Exercise details: Reproduce the listing below with every "Put a marker" renamed to "Place a dot", leaving everything else unchanged.

**** Source data ****

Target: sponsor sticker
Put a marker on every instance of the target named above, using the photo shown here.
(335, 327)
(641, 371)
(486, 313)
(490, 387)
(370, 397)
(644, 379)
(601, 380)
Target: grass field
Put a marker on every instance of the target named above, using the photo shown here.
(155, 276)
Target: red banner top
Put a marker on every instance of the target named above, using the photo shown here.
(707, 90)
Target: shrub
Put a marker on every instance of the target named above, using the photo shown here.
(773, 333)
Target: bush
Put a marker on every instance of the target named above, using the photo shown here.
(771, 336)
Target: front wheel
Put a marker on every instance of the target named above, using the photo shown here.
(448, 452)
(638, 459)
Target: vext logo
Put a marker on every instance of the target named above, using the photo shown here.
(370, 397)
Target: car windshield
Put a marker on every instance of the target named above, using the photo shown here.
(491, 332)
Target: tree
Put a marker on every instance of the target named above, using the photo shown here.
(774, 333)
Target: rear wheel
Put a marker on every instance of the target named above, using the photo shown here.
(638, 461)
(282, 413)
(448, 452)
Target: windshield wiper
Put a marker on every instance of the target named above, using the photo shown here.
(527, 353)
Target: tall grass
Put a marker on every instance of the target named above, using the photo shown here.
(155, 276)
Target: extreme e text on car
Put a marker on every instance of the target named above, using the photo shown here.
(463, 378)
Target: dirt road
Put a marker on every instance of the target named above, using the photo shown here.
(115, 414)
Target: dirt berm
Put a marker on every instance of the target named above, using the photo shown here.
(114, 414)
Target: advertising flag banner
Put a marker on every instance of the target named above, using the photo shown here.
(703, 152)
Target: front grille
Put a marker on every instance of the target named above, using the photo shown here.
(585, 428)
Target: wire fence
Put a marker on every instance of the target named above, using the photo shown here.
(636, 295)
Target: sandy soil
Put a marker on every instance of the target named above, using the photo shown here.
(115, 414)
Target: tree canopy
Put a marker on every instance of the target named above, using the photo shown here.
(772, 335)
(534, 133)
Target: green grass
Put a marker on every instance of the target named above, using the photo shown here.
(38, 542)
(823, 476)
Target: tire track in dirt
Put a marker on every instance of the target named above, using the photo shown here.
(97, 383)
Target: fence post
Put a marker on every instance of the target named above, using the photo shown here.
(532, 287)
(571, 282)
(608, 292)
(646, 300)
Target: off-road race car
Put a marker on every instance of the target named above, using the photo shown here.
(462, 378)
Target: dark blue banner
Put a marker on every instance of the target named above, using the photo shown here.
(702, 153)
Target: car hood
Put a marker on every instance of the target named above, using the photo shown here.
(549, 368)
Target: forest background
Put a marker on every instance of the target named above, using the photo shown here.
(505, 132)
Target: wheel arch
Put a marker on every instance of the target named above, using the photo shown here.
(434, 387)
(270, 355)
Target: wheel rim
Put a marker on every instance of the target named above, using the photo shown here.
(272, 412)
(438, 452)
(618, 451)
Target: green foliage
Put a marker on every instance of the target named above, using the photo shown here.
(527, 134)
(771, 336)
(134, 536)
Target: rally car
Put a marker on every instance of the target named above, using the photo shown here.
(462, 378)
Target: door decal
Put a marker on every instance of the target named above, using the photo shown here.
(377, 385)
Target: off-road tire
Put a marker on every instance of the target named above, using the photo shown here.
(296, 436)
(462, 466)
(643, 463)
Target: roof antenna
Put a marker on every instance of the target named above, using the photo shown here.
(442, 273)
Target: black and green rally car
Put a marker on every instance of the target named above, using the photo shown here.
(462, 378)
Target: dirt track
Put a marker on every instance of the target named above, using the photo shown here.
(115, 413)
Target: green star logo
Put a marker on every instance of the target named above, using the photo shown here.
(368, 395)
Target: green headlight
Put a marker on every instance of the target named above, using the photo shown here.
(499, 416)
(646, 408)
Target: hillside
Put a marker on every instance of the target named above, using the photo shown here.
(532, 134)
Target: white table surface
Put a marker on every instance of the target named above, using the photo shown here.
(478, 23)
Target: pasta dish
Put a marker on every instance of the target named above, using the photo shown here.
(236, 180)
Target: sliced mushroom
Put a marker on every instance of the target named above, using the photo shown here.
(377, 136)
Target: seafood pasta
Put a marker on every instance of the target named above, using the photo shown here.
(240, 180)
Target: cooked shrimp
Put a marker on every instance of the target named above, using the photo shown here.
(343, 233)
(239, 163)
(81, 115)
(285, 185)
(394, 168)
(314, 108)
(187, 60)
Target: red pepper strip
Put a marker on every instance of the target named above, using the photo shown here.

****

Finished task:
Target: sponsor sticker
Place a dot on every instance of the target named above, using the photo shown here.
(335, 327)
(641, 371)
(486, 313)
(490, 387)
(370, 397)
(644, 379)
(601, 380)
Target: grass field
Place a dot on every instance of the target named above, using the photo shown here.
(155, 276)
Target: red banner top
Place a dot on every instance of the target named above, using the photo shown here.
(707, 90)
Target: shrub
Place a dot on every instance of the target named above, using the photo shown here.
(773, 333)
Target: bush
Place a dot on every instance of the target named above, using the photo shown here.
(771, 336)
Target: front wheel
Place a dot on every instance of the target named above, using the photo shown here.
(448, 452)
(638, 459)
Target: vext logo
Place a dot on every instance of the target named above, using the photo shown here.
(370, 397)
Target: car windshield
Place a dot on every instance of the target named above, using the photo shown here.
(491, 332)
Target: tree
Place a dot on every instance of the target named above, using the photo shown here.
(774, 333)
Target: rear wheel
Place a dot on every instance of the target named above, using the photo shown here.
(638, 461)
(282, 413)
(448, 452)
Target: windshield wiper
Place a dot on every instance of the target named above, using the photo shown here.
(527, 353)
Target: tall grass
Place a dot on every instance of the target named above, using the photo shown here.
(155, 276)
Target: extreme e text on car
Place a dot on every instance of the target named above, using the photo shown here.
(463, 378)
Target: dirt road
Place a dot on every instance of the target named above, using the photo shown here.
(115, 414)
Target: dirt berm
Place a dot on every instance of the target named above, using the photo shown here.
(114, 414)
Target: advertising flag banner
Place a dot on every instance of the target named above, using the photo shown here.
(703, 152)
Target: front grille
Place a dot on every instance of the target named above, using the photo shown here.
(585, 428)
Target: wire fence
Place a dot on every instance of the target named above, using the photo shown here.
(636, 295)
Target: sandy soil
Place a dot on every instance of the target named above, using the photo shown here.
(115, 414)
Target: tree canopy
Place a dot on every instance of the target named above, using the photo shown here.
(772, 335)
(534, 133)
Target: green grass
Place a dot on every instance of the target named above, using the photo shown here.
(38, 542)
(823, 476)
Target: tire track in dirt
Place a dot on every instance of the target named above, using the photo shown here.
(97, 383)
Target: fence post
Place a dot on every instance of the target named above, using the photo shown here.
(532, 287)
(571, 282)
(608, 292)
(646, 300)
Target: off-road race car
Place a dot on every instance of the target named above, using the photo shown here.
(462, 378)
Target: dark blue banner
Place a dot on every instance of the target named above, using the photo shown here.
(702, 153)
Target: car hood
Place a dot on every instance of the target named above, using the photo shown here.
(549, 368)
Target: forest background
Place a dot on every instance of the target named above, using the photo shown here.
(505, 132)
Target: wheel arch
Place a dot on every instance of the target named above, using the photo shown here.
(434, 387)
(270, 355)
Target: wheel rim
Place a dot on every instance of the target named above, using the photo shown here.
(272, 412)
(438, 452)
(618, 451)
Target: green foliage
Place a dot on every instance of the target named above, using the photo shown here.
(527, 134)
(771, 336)
(134, 536)
Target: rally car
Place a dot on every instance of the target named above, using the photo shown here.
(462, 378)
Target: door decal
Place a dot on every instance of the target named above, using the photo shown here.
(377, 385)
Target: off-road tire
Place a dot on every instance of the target named above, using the photo shown here.
(296, 436)
(462, 466)
(643, 463)
Target: roof antenna
Place a dot on every instance of the target named above, using the photo shown here.
(442, 273)
Target: black and green rally car
Place a dot on every instance of the target named above, using the photo shown here.
(462, 378)
Target: dirt track
Place a dot on every instance of the target named above, using the photo shown here.
(115, 413)
Target: green star logo
Place a dot on every instance of the target named above, using the photo shown here.
(368, 395)
Target: green headlight
Place a dot on every instance of the target named above, using the photo shown here.
(499, 416)
(646, 408)
Target: hillside
Place a dot on every instance of the target named above, using the photo shown here.
(532, 134)
Target: white table surface
Place a dot on every instance of the target named above, using the photo shown here.
(478, 23)
Target: pasta dish
Place a dot on every instance of the target named above, using the photo shown here.
(236, 180)
Target: sliced mushroom
Place a dot on every instance of the target named above, using the photo shown here.
(377, 136)
Target: seafood pasta
Place a dot on every instance of the target named above, using the photo shown here.
(240, 180)
Target: cooked shrimp
Place a dot on every instance of the target named above, using the photo shown here.
(343, 233)
(239, 163)
(81, 115)
(285, 185)
(394, 168)
(314, 108)
(187, 60)
Target: red pepper strip
Place a dot on every instance of the target named above, using the photo shown here.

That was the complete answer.